** START OF Data for this exercise **

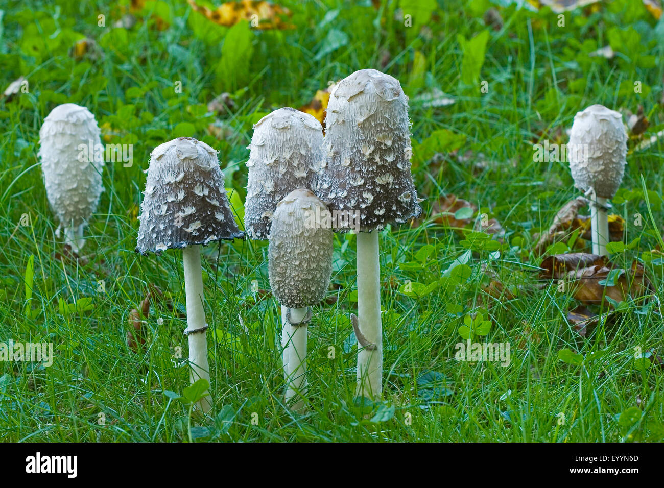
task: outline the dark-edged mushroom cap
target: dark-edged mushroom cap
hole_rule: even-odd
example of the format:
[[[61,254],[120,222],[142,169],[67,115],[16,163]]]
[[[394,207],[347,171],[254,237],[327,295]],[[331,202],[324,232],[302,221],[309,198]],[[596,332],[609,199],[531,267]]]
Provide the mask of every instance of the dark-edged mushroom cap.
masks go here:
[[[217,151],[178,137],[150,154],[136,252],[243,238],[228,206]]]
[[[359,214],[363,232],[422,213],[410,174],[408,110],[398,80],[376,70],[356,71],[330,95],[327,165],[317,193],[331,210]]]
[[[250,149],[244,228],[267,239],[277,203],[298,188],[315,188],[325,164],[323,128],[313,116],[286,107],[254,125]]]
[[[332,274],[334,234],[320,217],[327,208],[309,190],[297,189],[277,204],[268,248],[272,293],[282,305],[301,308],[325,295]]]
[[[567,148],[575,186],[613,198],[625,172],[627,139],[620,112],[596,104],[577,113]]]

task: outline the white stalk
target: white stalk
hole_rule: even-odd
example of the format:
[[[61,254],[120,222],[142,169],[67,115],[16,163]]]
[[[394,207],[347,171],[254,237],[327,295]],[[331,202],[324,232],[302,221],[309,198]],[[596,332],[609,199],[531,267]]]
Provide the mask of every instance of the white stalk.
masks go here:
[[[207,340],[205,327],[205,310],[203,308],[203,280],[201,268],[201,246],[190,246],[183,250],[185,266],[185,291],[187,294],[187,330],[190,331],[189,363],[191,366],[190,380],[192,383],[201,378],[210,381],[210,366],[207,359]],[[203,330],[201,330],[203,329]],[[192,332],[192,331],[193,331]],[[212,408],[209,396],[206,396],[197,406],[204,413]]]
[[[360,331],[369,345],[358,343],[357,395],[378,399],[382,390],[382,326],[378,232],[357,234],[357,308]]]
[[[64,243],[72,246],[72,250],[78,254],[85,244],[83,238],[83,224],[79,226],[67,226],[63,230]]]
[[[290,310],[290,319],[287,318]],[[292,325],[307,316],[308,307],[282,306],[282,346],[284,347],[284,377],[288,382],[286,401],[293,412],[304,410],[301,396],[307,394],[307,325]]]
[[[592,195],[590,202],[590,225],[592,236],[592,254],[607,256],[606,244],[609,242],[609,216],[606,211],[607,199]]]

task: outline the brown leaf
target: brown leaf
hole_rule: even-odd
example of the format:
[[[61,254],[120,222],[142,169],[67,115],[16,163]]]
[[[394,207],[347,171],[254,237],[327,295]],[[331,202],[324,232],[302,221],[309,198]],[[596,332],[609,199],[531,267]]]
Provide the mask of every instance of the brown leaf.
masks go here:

** END OF Data for this exercise **
** START OF Data for this exercise **

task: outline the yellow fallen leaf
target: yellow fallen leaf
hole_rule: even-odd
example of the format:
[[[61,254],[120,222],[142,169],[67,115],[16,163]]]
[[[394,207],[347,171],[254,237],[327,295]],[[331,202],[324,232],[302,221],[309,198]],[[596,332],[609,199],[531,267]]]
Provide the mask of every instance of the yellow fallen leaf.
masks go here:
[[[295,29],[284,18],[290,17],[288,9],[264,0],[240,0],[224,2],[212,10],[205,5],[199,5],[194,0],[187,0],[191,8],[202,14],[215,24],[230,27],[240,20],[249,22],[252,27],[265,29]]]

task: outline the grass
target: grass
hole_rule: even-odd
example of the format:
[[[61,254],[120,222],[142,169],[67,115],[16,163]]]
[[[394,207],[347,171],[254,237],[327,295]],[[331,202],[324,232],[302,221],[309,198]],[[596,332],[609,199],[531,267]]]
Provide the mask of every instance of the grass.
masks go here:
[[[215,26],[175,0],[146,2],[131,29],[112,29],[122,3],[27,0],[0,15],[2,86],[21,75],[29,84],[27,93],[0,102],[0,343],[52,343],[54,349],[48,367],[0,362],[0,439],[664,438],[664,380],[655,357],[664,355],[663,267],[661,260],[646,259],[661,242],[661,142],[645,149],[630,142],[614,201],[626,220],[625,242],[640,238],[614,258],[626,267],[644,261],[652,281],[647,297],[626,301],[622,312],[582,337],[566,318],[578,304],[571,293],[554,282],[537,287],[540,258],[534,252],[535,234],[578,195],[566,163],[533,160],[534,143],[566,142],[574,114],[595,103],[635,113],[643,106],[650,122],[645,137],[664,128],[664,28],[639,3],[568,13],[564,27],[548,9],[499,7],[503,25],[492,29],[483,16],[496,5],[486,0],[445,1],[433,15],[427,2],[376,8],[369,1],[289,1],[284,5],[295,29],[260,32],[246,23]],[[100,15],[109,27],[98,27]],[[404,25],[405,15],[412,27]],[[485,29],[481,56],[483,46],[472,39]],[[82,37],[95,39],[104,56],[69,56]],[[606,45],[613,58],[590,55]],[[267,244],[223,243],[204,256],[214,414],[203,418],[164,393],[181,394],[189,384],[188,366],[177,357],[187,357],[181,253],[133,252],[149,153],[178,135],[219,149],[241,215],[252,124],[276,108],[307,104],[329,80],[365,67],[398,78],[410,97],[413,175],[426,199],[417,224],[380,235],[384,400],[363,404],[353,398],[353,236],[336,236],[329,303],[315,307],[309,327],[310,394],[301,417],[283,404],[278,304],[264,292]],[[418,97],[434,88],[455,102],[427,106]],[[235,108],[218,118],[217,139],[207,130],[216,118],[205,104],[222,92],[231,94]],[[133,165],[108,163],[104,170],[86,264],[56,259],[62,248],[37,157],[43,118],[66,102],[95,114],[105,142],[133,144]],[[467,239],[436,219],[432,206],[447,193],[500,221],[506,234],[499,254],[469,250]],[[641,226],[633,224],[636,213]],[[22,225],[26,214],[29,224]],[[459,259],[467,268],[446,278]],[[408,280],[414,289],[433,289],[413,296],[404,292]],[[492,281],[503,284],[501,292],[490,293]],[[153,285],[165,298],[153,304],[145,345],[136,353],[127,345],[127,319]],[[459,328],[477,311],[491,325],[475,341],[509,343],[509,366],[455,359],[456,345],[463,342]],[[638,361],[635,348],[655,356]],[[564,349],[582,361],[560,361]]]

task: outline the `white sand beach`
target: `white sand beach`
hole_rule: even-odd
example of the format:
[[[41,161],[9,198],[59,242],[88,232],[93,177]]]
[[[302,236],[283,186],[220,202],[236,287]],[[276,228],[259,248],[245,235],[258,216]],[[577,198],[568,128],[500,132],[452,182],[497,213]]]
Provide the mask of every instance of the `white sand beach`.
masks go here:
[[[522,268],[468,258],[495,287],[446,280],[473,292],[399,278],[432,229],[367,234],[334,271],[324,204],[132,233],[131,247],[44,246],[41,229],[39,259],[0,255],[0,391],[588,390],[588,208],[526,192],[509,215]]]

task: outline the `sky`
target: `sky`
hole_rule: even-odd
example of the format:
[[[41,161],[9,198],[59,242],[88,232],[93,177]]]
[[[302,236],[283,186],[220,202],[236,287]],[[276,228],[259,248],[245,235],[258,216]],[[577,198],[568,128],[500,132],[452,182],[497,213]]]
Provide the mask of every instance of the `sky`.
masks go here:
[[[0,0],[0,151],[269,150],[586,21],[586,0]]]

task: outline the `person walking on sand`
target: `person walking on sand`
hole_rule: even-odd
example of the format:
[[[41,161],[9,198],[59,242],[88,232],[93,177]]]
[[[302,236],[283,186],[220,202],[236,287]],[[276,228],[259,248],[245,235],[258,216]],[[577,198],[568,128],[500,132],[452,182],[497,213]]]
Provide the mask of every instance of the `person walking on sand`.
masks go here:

** END OF Data for this exercise **
** START OF Data for this exercise **

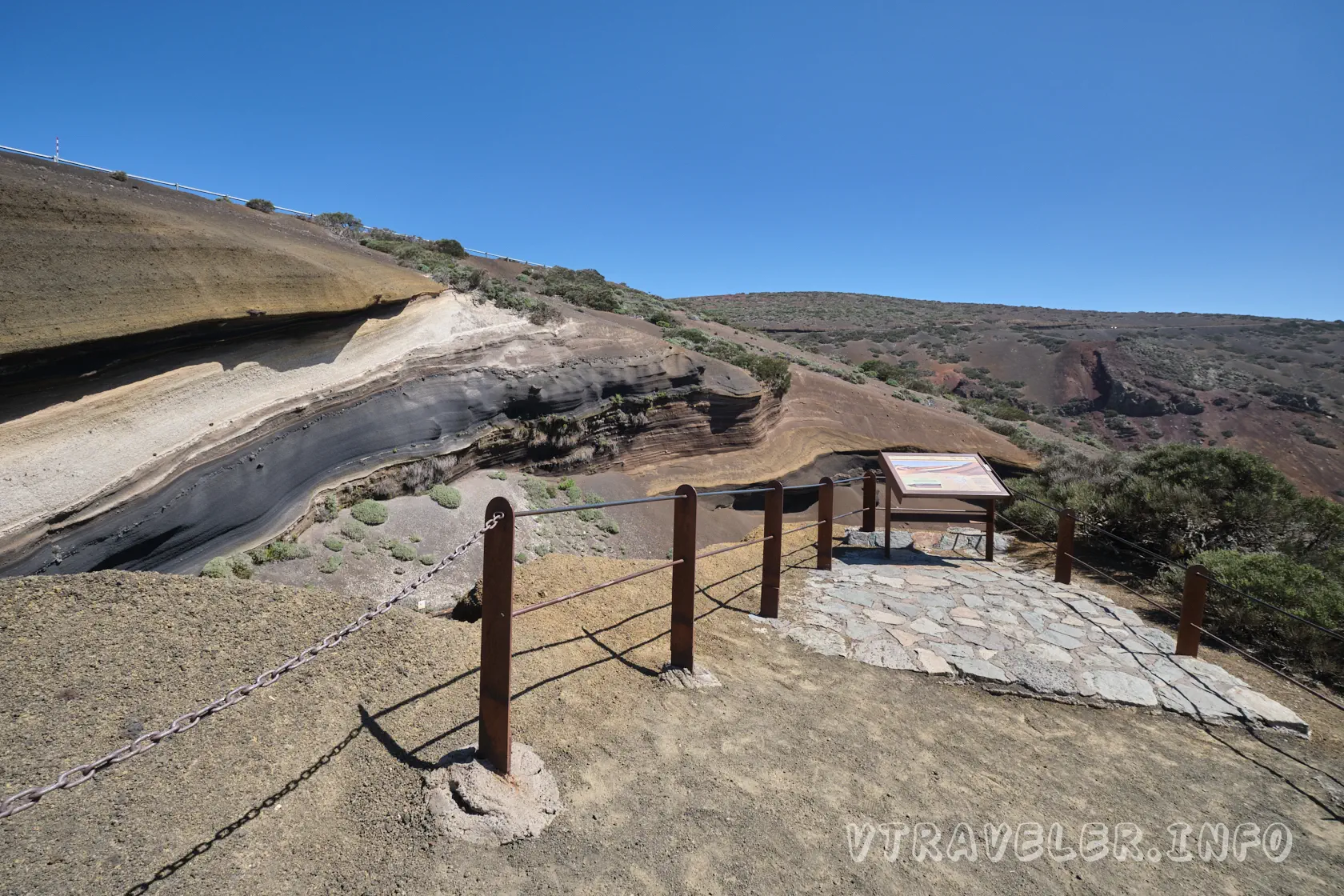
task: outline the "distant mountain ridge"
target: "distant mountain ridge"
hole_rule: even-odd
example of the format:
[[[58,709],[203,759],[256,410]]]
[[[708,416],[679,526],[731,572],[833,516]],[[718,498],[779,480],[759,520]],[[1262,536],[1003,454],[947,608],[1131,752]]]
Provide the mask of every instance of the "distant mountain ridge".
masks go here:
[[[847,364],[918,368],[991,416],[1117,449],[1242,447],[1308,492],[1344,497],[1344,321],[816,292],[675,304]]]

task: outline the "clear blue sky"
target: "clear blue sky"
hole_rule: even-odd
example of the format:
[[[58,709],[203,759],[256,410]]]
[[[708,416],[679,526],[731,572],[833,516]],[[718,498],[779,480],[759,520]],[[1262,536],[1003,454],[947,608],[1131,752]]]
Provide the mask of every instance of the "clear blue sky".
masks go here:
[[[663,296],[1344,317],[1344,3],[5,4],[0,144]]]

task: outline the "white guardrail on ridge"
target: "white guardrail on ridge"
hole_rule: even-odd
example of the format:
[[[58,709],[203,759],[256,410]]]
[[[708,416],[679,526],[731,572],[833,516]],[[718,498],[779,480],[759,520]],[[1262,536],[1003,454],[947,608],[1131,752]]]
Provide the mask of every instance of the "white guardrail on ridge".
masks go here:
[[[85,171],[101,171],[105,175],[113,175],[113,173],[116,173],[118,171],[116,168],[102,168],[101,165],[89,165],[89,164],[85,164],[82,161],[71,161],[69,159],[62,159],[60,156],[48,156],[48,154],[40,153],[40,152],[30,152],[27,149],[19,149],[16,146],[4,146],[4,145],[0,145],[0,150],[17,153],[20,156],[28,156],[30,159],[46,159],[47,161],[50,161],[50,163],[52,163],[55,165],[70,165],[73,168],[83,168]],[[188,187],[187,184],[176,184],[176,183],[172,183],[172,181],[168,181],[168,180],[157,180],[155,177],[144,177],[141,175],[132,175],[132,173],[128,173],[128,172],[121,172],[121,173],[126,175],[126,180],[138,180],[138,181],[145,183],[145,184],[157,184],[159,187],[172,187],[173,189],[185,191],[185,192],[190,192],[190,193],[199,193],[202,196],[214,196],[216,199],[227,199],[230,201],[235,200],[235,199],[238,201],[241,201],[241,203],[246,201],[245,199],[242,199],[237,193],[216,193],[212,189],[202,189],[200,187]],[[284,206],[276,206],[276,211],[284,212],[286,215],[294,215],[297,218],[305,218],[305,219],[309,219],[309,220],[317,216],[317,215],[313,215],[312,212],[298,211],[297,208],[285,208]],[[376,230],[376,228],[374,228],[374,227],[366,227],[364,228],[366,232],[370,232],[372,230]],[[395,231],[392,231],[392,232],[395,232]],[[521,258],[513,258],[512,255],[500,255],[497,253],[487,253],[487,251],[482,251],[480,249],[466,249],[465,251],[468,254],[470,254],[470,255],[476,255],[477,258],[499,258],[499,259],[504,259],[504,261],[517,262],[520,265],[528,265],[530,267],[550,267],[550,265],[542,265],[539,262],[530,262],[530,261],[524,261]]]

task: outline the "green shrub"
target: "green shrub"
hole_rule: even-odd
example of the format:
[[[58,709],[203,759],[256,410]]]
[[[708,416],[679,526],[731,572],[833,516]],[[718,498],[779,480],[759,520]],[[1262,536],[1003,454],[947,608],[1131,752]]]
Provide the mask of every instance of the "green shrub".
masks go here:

** END OF Data for this exercise **

● Instructions to follow
Extract each line from the entries above that contains the string "shrub", copying each one in full.

● Complete response
task: outline the "green shrub"
target: "green shrub"
Provide the mask of every instance of the "green shrub".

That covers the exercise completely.